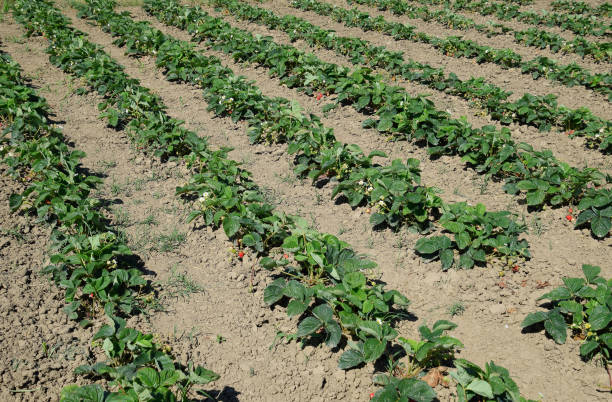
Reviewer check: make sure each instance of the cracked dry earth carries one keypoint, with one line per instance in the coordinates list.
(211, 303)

...

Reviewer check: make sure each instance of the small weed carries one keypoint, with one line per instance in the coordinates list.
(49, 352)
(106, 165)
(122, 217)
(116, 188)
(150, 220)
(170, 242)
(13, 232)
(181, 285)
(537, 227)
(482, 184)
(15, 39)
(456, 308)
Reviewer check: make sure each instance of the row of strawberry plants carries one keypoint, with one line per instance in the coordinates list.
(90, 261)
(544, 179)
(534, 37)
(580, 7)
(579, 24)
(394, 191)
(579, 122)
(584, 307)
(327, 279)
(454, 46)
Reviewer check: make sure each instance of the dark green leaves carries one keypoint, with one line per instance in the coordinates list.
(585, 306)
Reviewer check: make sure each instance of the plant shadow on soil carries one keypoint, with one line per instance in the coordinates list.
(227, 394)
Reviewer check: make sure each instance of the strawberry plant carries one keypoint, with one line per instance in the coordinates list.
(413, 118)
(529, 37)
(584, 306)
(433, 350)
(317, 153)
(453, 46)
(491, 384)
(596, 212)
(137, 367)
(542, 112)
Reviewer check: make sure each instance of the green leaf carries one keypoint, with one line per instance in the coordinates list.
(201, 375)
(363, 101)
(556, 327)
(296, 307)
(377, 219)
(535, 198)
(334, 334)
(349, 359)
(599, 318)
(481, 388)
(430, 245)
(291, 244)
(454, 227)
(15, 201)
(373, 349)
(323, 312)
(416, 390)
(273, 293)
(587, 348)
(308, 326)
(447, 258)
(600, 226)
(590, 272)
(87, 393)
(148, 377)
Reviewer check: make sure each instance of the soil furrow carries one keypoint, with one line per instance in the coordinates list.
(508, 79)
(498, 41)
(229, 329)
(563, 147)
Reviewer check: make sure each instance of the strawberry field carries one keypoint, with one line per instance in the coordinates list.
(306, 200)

__TASK DETAILS__.
Return each line of the material above that contains the word "soil". The match is case-sensitive.

__WRITTEN SOLUTION__.
Reviewer check: make sure each instance of the plant shadow on soil carries one keypoint, with one line per instance in the coordinates list.
Reviewer check: make sure each instance of the soil furrow carries one keypoint, with one line per instance in the coordinates list.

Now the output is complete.